ASSIGNED TASK ▸ Please repeat exactly the lines below from the one containing "Target: bed" down to the one containing "of the book", both included, and nothing else.
*** Opening GIVEN RECORDS ***
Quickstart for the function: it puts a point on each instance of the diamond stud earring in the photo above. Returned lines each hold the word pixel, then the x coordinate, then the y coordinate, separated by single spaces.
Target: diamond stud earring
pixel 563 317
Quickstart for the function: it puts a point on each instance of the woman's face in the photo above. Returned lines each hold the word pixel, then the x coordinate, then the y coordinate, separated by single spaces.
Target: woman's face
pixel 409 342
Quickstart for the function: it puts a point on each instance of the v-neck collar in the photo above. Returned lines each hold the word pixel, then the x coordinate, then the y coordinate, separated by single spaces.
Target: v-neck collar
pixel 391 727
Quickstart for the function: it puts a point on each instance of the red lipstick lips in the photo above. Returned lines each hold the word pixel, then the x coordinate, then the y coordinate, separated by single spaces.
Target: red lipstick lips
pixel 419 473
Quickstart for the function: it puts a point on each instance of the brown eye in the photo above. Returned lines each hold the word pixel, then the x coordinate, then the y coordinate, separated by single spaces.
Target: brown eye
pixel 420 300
*** Closing GIVEN RECORDS ***
*** Opening GIVEN RECORDS ***
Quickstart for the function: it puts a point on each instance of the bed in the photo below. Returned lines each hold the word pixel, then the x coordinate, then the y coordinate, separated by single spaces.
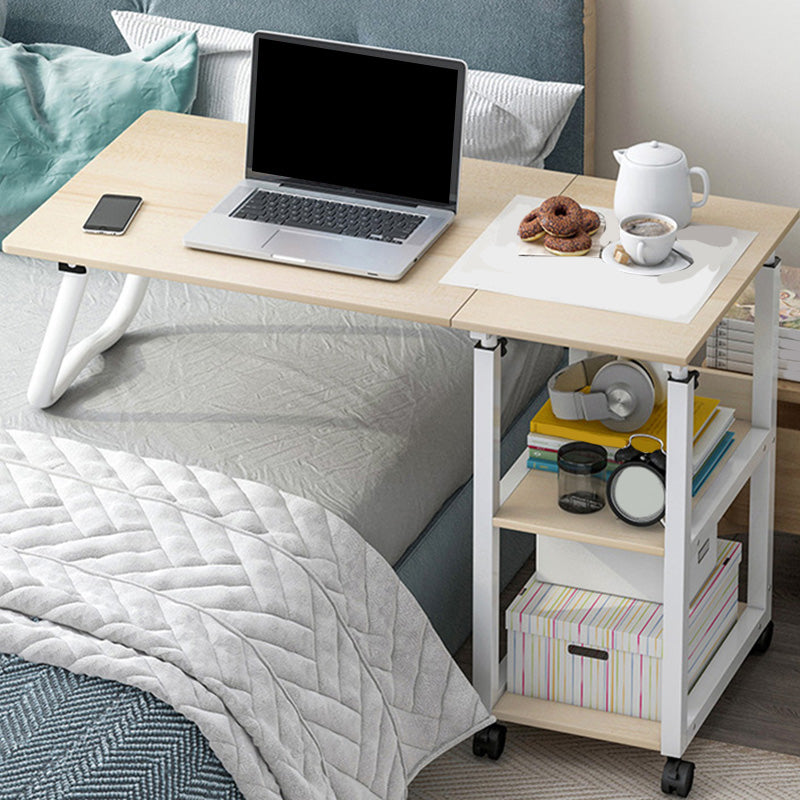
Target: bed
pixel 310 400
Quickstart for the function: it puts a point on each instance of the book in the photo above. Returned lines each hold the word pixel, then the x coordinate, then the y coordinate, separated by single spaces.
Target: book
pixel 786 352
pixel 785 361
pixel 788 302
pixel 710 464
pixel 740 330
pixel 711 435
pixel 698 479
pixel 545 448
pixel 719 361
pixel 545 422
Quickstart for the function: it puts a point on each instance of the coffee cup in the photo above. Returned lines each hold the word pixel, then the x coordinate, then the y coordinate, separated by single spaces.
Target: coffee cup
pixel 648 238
*** Closing GIVEN RECORDS ***
RESULT FOR THIS EXERCISE ▸
Target: bed
pixel 310 400
Quickstart for the function: it puts a point on each instance of the book in the photo above. Returned lines each hold the word pixel, then the x coordinate, then the y coordinate, separated by single spaces.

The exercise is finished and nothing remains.